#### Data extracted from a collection
════

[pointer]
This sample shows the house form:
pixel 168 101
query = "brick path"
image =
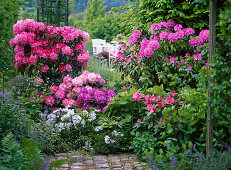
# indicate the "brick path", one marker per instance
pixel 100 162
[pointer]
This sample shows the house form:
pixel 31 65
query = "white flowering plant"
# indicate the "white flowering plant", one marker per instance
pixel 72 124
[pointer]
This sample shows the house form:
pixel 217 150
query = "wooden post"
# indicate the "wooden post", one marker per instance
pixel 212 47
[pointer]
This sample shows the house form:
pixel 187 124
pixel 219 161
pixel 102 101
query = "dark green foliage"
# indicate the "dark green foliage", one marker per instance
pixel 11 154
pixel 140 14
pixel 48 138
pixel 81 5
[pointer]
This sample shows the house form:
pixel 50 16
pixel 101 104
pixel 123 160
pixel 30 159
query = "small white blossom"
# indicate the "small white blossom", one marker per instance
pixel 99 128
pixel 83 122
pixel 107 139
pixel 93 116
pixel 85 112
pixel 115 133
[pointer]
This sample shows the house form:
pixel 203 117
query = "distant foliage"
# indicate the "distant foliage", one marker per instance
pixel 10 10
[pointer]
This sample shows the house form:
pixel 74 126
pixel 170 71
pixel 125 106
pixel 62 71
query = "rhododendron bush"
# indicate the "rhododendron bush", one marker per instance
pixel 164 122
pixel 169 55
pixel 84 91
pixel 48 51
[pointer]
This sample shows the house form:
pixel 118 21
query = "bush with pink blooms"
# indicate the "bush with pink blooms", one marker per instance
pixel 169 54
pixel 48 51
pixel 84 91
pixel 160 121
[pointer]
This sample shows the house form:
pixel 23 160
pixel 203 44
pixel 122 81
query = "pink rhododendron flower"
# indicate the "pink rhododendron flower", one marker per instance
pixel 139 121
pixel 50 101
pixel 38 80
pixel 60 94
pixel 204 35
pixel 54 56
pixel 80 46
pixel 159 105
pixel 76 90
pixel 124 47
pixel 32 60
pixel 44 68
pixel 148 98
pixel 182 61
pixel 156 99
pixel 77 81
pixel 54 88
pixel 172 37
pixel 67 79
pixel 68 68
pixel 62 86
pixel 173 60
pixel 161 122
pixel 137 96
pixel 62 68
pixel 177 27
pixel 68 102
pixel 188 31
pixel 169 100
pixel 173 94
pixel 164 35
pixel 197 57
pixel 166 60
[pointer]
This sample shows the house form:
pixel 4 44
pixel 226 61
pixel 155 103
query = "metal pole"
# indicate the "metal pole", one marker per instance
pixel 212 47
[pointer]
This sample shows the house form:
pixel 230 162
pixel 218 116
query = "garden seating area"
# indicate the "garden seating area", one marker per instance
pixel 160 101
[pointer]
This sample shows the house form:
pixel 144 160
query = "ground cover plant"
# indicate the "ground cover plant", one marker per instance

════

Compute the number of lines in the records that contain the string "ground", and return that number alone.

2